Last week, I dove into the far reaches of eBay to see what kind of unusual, big-ticket baseball card lots were on the block.

It didn’t matter if the prices were realistic or not — in fact, some were a bit outrageous.

Response to that post was overall pretty positive, so it seems I’m not the only one who enjoys seeing how the other half lives (even if that other half is imaginary).

So, while we’ll still call this experimental posting for the time being, I’m back with another round of droolworthy cards. Will this become a Friday staple? Time and interest will tell.

For now, here are some of the knockouts for May 25, 2018.

(Note that this post contains affiliate links, which means if you click over to eBay and buy something, I’ll receive a small commission at no extra charge to you.)

1972 Topps Monster Box (~4500 cards)

1972 Topps Baseball Cards

What red-blooded baseball card collector doesn’t get a rush of adrenaline every time he sees a monster box sitting there on a dealer table or at a flea market. Top off or slid to the side. Cards peaking out at you with their brown or white or gray edges, and may an occasional flash of glossy front or matte back surface.

How great is that? What treasures might await you?

Well, in this case, it’s 4500 cards worth of psychedelic archway fun, courtesy of a monster box full of 1972 Topps baseball “from estate.”

The mind shudders at the possibilities — and at the tagalong photo of some 1968s. Those aren’t included in the deal … right?

Here is the eBay listing (affiliate link).

1989 Upper Deck Randy Johnson Rookie Cards — 1837 Count (!)

1989 Upper Deck Randy Johnson Lot

You love rookie cards, right? I mean, you’re a baseball card collector.

And as a baseball card collector, you must also love 1989 Upper Deck … right? It changed everything, after all.

And … well, you’re a human not named John Kruk (unless you are — in that case … Hi, Mr. Kruk!).

So that means you love Randy Johnson. Everyone loves the Big Unit.

What do you get when you put all that love together?

Why, this outrageous lot of oversized affection — 1837 Randy Johnson rookie cards from the fabled 1989 Upper Deck set.

Guess that means they’re rare.

Here is the eBay listing (affiliate link).

Ultimate Roberto Clemente Topps Lot

Graded Robert Clemente Topps Baseball Cards

Know who else everybody loves, maybe even more than Randy Johnson?

Roberto Clemente, that’s who.

========================================

== TASK DETAILS ==
In the eBay card lots post, how many Randy Johnson rookie cards does the 1989 Upper Deck lot contain?

========================================

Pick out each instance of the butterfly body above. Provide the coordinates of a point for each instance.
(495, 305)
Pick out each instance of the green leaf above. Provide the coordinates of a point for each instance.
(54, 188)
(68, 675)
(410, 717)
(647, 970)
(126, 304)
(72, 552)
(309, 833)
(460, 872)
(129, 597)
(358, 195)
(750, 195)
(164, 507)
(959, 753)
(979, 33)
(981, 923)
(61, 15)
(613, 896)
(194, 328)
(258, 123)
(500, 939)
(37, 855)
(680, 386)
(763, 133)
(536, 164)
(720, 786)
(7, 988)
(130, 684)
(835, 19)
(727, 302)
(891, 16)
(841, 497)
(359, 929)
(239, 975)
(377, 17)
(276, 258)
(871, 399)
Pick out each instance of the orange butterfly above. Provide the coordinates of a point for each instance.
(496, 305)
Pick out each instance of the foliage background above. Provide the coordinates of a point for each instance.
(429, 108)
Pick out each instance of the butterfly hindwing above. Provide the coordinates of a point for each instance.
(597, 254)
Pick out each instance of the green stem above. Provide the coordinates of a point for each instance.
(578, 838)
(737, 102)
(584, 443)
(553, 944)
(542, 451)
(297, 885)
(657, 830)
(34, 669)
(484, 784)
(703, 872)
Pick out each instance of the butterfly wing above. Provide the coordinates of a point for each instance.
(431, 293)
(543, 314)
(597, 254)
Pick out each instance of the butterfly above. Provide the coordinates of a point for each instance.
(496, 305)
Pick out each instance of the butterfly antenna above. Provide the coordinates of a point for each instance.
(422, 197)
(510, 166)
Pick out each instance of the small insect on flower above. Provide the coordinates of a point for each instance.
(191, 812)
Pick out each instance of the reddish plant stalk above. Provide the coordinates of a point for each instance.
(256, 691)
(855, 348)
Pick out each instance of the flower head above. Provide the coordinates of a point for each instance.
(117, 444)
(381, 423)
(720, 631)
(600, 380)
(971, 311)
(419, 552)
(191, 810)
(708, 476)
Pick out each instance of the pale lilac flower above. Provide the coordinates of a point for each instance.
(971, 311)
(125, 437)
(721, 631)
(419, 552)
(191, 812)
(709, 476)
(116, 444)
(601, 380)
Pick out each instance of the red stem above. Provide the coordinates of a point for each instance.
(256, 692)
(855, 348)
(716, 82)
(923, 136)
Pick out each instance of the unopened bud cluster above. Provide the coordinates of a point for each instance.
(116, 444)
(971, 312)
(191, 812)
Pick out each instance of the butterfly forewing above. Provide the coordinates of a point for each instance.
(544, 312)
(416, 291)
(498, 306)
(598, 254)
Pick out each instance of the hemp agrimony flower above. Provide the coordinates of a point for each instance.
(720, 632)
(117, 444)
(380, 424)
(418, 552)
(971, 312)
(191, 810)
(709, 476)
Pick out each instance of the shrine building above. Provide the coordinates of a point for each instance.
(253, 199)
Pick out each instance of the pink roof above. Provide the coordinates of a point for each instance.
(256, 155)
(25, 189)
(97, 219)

========================================

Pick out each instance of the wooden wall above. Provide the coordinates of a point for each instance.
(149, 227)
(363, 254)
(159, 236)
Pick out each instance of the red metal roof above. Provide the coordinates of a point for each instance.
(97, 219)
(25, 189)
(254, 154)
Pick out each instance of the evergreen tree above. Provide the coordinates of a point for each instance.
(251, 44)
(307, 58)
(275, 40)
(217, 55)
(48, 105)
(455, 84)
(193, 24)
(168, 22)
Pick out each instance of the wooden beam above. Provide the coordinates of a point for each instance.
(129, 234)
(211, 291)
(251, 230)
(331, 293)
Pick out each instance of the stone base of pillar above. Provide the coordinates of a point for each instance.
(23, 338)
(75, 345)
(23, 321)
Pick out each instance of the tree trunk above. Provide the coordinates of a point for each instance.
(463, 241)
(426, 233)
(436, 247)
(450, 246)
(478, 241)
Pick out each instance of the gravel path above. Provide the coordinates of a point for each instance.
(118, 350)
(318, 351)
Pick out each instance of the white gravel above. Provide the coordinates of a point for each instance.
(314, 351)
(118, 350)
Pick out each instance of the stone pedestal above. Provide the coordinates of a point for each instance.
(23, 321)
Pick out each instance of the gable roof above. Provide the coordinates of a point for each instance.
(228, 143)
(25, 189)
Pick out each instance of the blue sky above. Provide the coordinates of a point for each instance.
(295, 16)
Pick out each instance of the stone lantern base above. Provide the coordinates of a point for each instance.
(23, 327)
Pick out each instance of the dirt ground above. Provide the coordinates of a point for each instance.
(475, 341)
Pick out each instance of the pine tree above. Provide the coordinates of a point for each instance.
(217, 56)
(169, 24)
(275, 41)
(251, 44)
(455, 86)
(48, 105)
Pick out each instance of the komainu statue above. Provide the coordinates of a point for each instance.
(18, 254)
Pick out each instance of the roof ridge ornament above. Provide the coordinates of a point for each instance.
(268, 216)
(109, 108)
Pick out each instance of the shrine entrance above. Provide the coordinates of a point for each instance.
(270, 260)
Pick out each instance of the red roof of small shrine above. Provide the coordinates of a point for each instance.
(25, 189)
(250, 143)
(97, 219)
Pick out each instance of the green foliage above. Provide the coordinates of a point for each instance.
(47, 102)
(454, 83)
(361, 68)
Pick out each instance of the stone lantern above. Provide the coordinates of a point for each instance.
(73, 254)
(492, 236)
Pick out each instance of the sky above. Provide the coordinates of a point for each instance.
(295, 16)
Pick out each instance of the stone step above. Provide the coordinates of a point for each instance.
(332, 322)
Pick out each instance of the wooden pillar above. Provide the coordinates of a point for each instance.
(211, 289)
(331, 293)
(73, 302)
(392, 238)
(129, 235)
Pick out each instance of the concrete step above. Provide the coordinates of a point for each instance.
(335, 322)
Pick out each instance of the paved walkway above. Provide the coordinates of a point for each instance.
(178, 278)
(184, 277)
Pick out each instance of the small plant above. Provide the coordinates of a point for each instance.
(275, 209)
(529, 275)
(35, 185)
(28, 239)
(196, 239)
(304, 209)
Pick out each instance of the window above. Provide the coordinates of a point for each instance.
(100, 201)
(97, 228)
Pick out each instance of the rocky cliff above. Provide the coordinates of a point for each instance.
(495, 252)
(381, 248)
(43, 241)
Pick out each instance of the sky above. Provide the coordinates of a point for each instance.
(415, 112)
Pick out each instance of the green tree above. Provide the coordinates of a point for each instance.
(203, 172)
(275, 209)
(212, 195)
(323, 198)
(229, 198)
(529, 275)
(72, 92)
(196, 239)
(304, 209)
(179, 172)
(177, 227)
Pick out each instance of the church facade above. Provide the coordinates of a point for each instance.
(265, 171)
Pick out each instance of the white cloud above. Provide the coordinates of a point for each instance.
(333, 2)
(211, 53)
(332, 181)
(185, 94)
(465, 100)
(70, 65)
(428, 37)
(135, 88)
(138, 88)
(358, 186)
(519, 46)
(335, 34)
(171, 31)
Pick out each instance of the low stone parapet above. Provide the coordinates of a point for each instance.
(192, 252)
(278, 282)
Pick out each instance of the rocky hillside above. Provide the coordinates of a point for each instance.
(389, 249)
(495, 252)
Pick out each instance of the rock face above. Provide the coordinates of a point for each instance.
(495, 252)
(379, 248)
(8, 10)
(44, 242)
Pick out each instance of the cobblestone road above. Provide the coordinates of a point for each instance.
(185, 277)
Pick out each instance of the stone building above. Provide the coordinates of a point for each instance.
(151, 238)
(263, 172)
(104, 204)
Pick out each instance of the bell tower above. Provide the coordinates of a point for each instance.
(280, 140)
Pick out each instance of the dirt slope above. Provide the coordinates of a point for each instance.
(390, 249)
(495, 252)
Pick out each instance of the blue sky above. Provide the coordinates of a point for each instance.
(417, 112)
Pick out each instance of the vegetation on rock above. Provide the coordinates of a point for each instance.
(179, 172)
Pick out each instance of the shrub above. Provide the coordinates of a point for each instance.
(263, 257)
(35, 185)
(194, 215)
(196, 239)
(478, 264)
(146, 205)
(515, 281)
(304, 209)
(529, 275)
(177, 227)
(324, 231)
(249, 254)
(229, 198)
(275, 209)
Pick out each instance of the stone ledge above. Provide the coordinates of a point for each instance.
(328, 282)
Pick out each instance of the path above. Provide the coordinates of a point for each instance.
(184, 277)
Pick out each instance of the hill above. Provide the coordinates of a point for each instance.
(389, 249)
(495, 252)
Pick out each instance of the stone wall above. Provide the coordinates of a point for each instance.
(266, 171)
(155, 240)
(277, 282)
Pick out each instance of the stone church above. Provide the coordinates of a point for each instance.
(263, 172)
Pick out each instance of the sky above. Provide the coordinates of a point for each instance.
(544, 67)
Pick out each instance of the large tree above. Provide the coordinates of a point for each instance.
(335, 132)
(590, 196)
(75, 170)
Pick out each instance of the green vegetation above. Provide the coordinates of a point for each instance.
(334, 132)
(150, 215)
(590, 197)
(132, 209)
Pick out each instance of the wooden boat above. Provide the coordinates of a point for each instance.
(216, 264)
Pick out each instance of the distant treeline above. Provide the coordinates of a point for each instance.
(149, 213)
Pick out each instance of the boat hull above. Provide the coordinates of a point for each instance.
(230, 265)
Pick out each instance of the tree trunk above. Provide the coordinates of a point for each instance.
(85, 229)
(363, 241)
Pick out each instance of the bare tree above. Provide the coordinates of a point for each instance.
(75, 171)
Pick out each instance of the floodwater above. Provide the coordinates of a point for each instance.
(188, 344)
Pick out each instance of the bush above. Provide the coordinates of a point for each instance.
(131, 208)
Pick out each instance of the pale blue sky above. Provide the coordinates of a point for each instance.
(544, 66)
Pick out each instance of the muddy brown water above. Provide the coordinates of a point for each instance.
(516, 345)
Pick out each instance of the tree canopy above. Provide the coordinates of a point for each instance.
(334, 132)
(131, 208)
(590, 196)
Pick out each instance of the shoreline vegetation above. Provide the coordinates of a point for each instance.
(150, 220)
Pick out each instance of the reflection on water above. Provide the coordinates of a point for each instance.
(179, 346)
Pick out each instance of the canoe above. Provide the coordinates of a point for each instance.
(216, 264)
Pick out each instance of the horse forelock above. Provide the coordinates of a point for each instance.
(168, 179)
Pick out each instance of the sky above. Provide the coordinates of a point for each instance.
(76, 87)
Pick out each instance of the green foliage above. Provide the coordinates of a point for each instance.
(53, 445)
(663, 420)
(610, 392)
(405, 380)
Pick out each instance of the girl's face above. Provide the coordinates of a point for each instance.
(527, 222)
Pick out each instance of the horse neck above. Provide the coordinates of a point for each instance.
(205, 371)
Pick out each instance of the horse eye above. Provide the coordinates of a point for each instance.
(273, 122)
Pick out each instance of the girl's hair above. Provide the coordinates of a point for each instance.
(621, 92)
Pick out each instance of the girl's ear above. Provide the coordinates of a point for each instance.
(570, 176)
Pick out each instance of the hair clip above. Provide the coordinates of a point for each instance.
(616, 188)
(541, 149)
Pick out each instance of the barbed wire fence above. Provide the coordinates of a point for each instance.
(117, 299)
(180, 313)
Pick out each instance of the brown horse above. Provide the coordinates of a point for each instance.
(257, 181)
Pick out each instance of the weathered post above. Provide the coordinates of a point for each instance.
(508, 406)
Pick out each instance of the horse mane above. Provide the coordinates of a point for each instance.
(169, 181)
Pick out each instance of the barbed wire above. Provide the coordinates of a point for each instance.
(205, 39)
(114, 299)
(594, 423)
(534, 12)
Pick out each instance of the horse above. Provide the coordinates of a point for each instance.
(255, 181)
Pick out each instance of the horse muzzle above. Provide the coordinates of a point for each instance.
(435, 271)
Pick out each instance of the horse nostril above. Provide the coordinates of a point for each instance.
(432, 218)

========================================

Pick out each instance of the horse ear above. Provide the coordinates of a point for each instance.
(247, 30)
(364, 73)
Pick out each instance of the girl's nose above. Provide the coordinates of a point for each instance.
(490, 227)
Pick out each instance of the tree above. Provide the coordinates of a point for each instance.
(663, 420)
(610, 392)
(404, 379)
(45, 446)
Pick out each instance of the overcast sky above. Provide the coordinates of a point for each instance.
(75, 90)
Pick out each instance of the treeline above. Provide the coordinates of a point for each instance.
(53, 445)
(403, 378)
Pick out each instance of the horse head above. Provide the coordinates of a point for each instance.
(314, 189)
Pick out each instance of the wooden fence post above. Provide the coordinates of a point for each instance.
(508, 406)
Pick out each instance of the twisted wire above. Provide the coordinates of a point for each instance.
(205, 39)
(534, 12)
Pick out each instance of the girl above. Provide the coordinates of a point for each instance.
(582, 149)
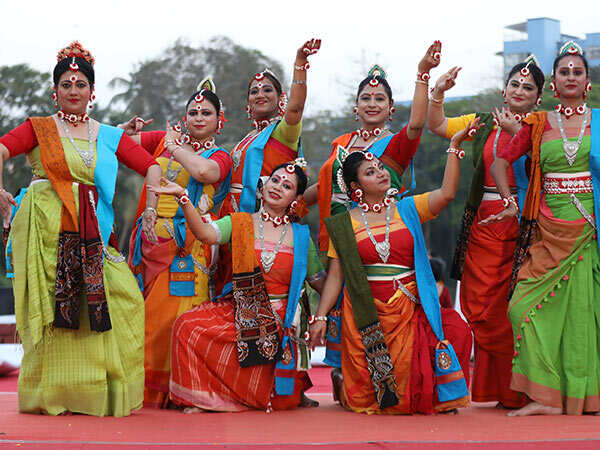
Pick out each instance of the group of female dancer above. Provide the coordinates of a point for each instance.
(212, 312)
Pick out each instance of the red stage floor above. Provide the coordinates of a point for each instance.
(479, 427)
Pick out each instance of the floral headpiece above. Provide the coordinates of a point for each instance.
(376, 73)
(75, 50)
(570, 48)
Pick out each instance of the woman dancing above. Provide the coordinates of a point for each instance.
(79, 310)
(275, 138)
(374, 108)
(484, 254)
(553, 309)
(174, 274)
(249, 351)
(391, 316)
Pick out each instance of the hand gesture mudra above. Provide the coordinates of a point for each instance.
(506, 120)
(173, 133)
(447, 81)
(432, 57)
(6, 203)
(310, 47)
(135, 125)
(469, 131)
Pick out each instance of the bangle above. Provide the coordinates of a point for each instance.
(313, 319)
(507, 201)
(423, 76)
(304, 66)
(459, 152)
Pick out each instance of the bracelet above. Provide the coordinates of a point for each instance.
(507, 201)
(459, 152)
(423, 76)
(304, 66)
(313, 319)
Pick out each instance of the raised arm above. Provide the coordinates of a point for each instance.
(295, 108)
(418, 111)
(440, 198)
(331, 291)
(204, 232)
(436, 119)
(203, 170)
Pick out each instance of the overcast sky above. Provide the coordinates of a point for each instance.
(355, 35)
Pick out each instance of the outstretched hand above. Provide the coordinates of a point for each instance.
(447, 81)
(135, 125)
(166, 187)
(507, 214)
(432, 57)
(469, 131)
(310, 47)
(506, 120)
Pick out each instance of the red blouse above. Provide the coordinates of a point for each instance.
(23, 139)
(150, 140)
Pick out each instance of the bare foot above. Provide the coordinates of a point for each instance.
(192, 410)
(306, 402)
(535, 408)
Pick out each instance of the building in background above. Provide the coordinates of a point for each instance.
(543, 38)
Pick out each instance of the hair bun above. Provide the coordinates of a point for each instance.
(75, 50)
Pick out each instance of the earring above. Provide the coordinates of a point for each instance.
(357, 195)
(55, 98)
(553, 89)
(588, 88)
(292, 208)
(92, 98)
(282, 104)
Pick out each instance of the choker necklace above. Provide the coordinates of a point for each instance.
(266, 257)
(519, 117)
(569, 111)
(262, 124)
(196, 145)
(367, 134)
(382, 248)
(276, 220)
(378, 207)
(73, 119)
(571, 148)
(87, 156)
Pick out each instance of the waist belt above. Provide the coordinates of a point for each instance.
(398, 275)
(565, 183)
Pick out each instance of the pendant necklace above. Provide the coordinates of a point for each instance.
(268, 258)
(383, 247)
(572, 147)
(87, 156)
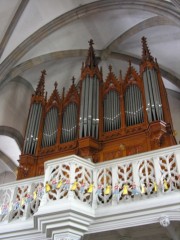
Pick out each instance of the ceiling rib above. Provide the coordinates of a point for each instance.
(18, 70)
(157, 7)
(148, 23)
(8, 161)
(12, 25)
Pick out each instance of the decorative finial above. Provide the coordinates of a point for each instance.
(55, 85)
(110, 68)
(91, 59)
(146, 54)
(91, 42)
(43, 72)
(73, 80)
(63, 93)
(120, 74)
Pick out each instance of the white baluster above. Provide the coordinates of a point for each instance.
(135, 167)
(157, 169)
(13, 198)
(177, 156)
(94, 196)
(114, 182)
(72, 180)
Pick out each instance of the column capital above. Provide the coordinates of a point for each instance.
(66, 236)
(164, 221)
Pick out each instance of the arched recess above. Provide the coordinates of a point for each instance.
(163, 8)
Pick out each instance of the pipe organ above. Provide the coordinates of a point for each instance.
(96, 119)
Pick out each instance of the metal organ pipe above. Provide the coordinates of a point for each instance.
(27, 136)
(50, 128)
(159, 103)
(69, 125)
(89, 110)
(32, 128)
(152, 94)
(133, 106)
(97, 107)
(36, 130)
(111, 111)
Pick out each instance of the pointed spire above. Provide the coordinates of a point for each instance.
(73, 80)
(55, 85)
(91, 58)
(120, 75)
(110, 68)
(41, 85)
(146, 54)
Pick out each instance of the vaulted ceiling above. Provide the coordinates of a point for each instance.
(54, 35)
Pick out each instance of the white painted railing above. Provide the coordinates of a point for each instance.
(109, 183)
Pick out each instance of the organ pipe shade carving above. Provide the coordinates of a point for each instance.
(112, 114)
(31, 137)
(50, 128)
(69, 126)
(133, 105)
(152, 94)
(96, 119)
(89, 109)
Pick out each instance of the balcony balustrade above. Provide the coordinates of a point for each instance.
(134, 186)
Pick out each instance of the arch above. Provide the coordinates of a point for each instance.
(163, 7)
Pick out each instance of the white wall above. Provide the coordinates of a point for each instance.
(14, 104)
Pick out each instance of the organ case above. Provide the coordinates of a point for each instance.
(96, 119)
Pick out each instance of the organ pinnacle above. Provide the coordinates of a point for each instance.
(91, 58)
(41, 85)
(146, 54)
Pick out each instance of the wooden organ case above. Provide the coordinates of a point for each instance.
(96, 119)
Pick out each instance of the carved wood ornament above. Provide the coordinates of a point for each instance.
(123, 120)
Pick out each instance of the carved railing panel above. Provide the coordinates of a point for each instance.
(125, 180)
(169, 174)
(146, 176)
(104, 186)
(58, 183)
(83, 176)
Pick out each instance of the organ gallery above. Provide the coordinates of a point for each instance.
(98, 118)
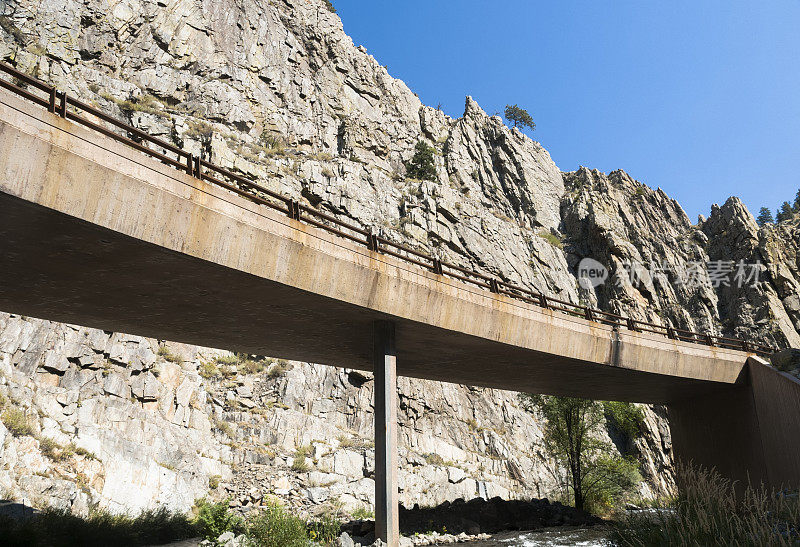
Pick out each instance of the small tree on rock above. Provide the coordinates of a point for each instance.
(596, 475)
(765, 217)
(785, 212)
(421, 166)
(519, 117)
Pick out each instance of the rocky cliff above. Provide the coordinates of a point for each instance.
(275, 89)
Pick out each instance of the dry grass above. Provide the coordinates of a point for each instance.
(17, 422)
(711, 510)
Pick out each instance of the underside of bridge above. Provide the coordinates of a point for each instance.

========================================

== TASK RESPONSE ==
1837